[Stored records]
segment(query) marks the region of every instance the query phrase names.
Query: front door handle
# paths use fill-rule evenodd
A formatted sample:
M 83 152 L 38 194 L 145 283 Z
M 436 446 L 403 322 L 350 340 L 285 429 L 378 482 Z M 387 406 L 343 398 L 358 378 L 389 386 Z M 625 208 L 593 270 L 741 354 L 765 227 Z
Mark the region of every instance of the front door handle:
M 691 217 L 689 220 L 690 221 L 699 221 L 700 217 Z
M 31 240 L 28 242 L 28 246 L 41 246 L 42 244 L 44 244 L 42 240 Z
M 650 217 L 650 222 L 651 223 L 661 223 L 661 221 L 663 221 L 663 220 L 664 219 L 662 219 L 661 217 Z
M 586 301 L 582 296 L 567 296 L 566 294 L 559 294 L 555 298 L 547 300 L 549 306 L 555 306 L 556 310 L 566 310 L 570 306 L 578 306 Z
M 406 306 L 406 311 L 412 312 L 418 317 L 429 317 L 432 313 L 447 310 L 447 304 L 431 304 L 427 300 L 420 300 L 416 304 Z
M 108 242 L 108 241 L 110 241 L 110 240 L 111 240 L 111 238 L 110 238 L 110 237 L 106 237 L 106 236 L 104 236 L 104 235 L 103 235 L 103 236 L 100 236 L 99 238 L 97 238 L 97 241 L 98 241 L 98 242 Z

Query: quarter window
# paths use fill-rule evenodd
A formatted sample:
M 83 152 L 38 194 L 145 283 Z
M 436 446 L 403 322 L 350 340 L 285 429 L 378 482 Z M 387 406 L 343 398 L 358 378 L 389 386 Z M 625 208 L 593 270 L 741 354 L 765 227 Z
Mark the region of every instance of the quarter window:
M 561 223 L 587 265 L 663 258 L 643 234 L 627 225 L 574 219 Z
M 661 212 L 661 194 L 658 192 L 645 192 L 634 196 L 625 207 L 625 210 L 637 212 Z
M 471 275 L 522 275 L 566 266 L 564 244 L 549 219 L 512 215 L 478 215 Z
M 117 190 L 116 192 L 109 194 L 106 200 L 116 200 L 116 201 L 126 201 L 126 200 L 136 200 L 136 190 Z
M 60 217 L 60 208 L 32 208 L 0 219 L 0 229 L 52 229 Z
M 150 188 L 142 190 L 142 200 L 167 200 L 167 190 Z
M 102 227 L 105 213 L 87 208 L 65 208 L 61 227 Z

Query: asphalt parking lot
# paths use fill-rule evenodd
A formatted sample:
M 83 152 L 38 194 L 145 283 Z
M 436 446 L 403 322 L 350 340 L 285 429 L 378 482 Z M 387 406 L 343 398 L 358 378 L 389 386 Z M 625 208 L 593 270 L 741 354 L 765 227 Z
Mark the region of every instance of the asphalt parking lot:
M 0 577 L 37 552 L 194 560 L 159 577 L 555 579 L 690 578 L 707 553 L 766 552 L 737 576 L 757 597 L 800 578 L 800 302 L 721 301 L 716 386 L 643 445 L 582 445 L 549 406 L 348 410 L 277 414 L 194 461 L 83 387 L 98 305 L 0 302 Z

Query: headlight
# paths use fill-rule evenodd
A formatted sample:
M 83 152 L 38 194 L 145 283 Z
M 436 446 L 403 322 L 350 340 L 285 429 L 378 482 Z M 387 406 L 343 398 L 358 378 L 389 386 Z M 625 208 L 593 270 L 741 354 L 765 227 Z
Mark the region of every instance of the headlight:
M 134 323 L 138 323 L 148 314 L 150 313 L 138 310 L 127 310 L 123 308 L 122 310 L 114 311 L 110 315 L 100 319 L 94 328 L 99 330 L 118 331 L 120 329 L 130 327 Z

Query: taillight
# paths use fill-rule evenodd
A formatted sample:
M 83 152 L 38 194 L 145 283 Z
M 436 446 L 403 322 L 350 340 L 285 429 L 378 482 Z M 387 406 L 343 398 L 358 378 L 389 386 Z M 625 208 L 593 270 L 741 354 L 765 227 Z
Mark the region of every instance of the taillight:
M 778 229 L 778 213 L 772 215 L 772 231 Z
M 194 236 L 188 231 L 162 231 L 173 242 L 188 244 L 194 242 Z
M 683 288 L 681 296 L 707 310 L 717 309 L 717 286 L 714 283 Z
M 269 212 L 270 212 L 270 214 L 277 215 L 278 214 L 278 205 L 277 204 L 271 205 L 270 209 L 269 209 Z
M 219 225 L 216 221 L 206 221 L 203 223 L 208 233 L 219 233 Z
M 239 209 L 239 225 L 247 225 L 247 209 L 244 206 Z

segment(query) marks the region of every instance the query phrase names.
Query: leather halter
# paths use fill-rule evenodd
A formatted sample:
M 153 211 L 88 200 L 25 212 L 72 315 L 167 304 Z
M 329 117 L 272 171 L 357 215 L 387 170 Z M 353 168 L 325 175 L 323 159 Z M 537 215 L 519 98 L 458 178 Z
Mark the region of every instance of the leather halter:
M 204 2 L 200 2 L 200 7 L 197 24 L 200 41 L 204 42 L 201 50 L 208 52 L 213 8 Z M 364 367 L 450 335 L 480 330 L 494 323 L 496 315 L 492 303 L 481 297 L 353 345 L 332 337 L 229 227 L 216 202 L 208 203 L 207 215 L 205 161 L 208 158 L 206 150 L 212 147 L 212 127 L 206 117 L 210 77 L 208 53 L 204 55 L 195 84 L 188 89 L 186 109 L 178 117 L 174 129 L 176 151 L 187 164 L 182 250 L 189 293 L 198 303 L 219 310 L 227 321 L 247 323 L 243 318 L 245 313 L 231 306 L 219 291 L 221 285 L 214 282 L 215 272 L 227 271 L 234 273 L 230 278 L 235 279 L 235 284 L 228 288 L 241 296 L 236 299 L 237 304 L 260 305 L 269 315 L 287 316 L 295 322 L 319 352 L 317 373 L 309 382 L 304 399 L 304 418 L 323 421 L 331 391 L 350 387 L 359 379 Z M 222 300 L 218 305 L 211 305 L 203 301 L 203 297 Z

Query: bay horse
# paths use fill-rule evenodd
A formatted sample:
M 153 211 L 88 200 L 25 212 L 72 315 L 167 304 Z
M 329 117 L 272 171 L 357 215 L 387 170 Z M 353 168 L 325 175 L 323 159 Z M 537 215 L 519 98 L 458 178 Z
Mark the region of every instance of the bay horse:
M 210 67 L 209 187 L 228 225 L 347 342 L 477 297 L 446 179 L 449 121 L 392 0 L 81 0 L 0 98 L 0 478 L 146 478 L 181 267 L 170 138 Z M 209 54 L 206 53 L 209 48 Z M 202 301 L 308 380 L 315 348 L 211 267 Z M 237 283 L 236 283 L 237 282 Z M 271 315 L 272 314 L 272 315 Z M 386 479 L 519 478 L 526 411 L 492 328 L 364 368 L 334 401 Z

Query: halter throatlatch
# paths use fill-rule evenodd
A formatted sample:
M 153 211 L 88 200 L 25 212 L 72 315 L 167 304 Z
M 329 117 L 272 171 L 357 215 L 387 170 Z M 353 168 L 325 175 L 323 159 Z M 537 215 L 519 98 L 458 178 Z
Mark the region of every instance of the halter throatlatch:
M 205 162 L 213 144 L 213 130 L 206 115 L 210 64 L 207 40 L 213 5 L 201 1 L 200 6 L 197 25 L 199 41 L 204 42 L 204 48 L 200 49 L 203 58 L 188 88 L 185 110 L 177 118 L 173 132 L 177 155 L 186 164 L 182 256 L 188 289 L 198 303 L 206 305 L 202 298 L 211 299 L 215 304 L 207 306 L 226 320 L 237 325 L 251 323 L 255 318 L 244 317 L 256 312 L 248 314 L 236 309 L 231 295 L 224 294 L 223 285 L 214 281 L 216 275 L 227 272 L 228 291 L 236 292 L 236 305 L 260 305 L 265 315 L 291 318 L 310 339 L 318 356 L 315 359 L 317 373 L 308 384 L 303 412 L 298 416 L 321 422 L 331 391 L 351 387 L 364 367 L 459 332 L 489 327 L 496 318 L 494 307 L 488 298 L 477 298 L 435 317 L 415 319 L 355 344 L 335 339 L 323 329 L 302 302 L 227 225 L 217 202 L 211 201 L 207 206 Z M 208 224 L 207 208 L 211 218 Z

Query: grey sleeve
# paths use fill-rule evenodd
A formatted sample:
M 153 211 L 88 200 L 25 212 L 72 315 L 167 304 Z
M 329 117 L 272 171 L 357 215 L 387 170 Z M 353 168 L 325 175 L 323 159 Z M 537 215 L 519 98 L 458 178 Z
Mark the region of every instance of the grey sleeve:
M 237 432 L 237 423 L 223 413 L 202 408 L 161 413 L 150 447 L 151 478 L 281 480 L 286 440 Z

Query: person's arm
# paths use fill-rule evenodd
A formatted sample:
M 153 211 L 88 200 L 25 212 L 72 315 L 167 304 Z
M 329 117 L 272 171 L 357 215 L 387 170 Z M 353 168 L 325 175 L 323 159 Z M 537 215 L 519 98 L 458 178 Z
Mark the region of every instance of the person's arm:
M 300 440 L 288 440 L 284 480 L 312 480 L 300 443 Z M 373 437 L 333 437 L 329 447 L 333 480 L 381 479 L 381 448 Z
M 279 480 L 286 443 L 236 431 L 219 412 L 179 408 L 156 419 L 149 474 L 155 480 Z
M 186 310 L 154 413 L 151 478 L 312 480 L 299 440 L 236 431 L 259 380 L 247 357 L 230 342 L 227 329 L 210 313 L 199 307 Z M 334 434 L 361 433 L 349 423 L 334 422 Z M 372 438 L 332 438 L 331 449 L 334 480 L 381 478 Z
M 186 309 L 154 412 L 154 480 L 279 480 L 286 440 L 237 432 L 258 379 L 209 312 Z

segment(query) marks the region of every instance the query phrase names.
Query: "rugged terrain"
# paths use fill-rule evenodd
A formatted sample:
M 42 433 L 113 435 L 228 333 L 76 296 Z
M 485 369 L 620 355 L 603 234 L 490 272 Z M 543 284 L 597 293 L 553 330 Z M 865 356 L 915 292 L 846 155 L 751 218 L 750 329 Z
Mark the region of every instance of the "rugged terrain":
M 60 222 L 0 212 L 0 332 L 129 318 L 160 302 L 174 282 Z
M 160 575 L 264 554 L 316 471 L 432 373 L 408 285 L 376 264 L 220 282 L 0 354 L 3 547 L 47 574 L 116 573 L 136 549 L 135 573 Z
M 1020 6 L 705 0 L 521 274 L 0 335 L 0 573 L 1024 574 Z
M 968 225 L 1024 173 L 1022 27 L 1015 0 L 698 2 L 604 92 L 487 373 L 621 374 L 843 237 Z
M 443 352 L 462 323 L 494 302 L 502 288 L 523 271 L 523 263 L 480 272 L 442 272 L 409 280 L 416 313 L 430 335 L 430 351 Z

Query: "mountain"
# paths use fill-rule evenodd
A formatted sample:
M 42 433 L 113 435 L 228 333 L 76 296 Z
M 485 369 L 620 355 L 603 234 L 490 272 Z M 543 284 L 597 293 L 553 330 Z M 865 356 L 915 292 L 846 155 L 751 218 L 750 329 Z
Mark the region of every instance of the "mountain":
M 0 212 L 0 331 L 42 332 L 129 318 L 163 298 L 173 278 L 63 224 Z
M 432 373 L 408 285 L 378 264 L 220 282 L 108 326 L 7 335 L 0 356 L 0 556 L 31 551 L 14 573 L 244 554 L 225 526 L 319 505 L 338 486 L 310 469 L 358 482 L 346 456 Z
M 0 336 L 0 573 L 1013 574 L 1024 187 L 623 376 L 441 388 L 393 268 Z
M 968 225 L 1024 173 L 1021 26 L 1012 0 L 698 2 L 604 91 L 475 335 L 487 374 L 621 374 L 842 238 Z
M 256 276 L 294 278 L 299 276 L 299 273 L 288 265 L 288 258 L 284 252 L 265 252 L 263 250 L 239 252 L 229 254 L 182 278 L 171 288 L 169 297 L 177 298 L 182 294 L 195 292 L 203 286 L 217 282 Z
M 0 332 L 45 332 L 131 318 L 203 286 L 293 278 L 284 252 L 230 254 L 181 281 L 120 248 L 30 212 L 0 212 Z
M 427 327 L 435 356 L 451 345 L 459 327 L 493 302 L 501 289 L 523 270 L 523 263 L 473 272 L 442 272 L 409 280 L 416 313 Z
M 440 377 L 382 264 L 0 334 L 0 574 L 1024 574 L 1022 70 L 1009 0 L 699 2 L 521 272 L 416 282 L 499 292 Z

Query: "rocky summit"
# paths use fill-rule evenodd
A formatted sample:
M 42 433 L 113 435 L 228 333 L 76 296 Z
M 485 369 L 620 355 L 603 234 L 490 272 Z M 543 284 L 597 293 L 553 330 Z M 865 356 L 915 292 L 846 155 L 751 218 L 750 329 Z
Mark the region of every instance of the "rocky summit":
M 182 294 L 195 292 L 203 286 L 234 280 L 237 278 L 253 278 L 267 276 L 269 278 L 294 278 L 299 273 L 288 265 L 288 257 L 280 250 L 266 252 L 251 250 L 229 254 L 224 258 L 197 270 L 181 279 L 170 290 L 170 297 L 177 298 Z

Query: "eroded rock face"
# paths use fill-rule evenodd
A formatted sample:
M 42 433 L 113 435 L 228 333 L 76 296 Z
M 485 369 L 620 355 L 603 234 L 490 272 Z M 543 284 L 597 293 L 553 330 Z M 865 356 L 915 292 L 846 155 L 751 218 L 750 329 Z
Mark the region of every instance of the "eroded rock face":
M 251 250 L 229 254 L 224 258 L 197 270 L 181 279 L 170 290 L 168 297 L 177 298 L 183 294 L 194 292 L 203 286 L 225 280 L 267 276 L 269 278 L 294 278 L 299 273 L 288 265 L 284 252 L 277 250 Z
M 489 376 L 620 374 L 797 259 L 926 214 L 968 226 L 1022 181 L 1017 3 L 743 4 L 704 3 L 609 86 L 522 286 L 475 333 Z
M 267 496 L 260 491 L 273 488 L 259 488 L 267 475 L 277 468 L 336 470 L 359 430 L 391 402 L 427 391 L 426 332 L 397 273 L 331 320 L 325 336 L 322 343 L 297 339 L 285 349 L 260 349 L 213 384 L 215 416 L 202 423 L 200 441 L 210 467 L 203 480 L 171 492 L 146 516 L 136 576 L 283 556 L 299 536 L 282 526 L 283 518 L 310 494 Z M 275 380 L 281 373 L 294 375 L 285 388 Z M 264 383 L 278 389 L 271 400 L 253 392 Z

- [What needs to be done]
Only the lines from the first line of the records through the one containing "Query: quarter window" should be reproduced, exactly, with both of them included.

- [Response area]
segment(query) marks the region of every instance the query phrase names.
Query: front door handle
# paths use fill-rule evenodd
A formatted sample:
M 83 152 L 38 194 L 145 283 Z
M 436 446 L 403 322 L 350 340 L 285 429 L 378 482 Z M 387 406 L 343 398 L 358 378 L 389 386 Z M 625 208 L 593 270 L 741 354 L 765 227 Z
Mark the region of every instance of the front door handle:
M 691 217 L 689 220 L 690 221 L 699 221 L 700 217 Z
M 31 240 L 28 242 L 28 246 L 41 246 L 42 244 L 44 244 L 42 240 Z
M 650 217 L 650 222 L 651 223 L 661 223 L 661 221 L 663 221 L 663 220 L 664 219 L 662 219 L 661 217 Z
M 586 301 L 582 296 L 567 296 L 566 294 L 559 294 L 555 298 L 547 300 L 549 306 L 555 306 L 556 310 L 566 310 L 570 306 L 578 306 Z
M 406 306 L 406 311 L 412 312 L 418 317 L 429 317 L 432 313 L 447 310 L 447 304 L 431 304 L 427 300 L 420 300 L 416 304 Z
M 108 242 L 108 241 L 110 241 L 110 240 L 111 240 L 111 238 L 110 238 L 110 237 L 106 237 L 106 236 L 104 236 L 104 235 L 103 235 L 103 236 L 100 236 L 99 238 L 97 238 L 97 241 L 98 241 L 98 242 Z

Query: quarter window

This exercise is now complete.